Goal of the exercise >> Can you reproduce the rows below, swapping every "thickest part" for "widest part" and leaving everything else untouched?

(Stored dataset items)
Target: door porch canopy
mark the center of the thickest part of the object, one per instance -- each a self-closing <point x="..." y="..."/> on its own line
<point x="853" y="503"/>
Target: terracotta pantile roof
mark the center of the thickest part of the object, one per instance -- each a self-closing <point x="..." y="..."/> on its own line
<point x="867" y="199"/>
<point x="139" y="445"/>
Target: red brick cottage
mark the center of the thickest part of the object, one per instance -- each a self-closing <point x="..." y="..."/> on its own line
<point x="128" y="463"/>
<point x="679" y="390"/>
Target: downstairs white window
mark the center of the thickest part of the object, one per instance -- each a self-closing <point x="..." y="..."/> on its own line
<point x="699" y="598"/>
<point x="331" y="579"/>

Correct answer >>
Target: door porch canopy
mark the center of the widest part of the object, one per instance -- each a self-closing <point x="..." y="..."/> on its own line
<point x="853" y="503"/>
Target: terracotta pantile roof
mark the center of the widest part of the object, one per instance -- each a self-closing <point x="..." y="..."/> on its own line
<point x="867" y="199"/>
<point x="139" y="445"/>
Target: red brick cottage
mark the center of the widest part of the object, one per instance -- each a self-closing <point x="..." y="..."/> on its own line
<point x="128" y="463"/>
<point x="679" y="390"/>
Target: downstairs white window
mark the center of the widest part of the object, one per instance -- each a self-closing <point x="..." y="..."/> on its own line
<point x="699" y="598"/>
<point x="331" y="579"/>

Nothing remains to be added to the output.